Exercise description – Convert the records below into a Markdown table with the columns Row and Line, numbering each non-blank line and leaving out blank lines.

Task data –
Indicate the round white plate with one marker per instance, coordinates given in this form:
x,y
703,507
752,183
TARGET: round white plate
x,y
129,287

Written response –
| Row | Line |
|---|---|
| 1 | Indicate the round white plate with one marker per instance, coordinates given in this form: |
| 2 | x,y |
| 3 | 703,507 |
| 4 | 752,183 |
| 5 | TARGET: round white plate |
| 6 | x,y |
| 7 | 129,287 |